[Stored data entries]
________________

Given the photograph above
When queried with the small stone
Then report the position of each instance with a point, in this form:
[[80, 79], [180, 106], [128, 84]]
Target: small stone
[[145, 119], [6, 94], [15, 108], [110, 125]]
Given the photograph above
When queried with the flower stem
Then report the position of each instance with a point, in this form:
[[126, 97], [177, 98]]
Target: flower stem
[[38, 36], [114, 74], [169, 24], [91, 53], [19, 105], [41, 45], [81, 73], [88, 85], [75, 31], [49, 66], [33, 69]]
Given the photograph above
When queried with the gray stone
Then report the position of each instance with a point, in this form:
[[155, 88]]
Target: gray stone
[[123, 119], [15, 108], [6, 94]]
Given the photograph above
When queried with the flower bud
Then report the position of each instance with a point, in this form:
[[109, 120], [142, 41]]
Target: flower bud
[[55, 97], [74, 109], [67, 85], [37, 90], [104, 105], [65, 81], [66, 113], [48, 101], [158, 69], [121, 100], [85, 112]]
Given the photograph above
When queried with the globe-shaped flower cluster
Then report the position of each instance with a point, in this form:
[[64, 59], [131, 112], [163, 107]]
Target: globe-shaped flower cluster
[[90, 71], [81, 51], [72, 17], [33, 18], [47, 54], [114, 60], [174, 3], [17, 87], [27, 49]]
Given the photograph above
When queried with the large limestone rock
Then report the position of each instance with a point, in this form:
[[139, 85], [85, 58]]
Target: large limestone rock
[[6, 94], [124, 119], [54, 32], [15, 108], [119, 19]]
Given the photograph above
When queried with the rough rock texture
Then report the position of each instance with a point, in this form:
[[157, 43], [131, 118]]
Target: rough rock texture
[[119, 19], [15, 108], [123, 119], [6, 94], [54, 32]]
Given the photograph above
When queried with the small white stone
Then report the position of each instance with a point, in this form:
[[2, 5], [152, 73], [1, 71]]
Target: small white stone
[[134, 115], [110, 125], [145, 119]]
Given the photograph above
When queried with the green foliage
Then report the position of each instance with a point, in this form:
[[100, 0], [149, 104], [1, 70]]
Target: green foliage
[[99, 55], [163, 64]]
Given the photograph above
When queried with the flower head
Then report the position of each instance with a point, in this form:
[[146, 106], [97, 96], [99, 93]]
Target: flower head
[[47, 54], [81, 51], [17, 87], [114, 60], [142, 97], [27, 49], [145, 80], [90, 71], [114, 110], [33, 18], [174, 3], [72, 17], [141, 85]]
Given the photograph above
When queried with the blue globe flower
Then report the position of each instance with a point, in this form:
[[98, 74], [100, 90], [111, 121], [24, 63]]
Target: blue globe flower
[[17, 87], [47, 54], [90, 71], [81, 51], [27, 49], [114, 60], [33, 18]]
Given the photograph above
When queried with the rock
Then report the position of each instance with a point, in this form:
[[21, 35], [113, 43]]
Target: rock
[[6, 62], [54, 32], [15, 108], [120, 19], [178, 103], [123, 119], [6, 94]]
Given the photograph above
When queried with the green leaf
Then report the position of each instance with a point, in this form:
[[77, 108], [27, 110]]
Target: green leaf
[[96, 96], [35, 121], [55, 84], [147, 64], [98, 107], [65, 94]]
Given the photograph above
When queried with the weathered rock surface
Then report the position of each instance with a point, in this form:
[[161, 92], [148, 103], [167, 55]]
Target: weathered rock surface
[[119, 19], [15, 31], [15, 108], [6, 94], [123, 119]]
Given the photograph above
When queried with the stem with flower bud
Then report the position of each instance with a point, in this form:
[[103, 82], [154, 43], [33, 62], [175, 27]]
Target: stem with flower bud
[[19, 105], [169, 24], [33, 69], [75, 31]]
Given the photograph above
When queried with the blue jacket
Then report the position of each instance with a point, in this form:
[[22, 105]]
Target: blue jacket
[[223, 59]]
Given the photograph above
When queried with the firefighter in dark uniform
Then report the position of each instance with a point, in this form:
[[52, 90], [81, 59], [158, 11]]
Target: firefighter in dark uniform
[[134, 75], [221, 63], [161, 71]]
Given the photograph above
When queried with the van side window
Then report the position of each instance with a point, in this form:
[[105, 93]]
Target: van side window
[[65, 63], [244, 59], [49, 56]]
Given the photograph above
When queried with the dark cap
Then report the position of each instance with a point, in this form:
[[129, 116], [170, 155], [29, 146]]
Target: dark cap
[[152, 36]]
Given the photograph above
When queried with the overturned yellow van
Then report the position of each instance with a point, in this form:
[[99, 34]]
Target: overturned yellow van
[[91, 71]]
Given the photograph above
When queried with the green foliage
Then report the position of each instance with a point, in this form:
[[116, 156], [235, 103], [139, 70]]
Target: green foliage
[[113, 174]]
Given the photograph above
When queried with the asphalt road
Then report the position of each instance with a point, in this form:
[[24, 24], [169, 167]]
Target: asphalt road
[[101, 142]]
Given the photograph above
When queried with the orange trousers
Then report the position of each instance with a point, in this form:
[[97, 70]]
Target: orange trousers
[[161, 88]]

________________

Would you copy out exactly the lines above that start at the one containing "When queried with the large limestone rock" and end at the one containing "[[77, 108], [27, 110]]", inclusive?

When queried with the large limestone rock
Then report the position of each instance with a point, in this form:
[[139, 85], [85, 58]]
Target: large limestone rock
[[6, 94], [124, 119], [54, 32], [15, 108], [119, 19]]
Given the photograph above
When queried with the rough rock texture
Then report the position of each instance with a point, in this form:
[[157, 43], [131, 118]]
Target: rough rock texture
[[119, 19], [15, 108], [123, 119], [6, 94], [54, 32]]
Given the photograph above
When queried with the small white stone
Then report the position of each instance with a point, in this form:
[[2, 5], [152, 73], [1, 71]]
Target: small white stone
[[134, 115], [110, 125], [145, 119]]
Given the photograph above
When queried with the green foliage
Then report the position of each instance with a point, in this form:
[[100, 0], [149, 104], [1, 70]]
Target: green foliage
[[99, 55], [163, 64]]
Given the photograph above
When queried with the flower head
Then report the position of each instance with a point, in this form:
[[146, 106], [97, 96], [99, 93]]
Target: flower head
[[47, 54], [81, 51], [17, 87], [114, 60], [142, 97], [27, 49], [145, 80], [90, 71], [114, 110], [33, 18], [174, 3], [72, 17], [141, 85]]
Given the photograph above
When queried with the blue globe flower
Then report the position of each instance with a point, in this form:
[[98, 74], [100, 90], [111, 121], [24, 63]]
Target: blue globe flower
[[17, 87], [47, 54], [90, 71], [81, 51], [27, 49], [114, 60], [33, 18]]
Given the photograph above
When queried with the rock
Then report the position of each instance with a point, in this form:
[[21, 35], [113, 43]]
Target: rock
[[6, 62], [54, 32], [15, 108], [120, 19], [178, 103], [123, 119], [6, 94]]
Given the photograph above
When queried with the green leaf
Then report the position of each instance with a point, in this form:
[[77, 108], [27, 110]]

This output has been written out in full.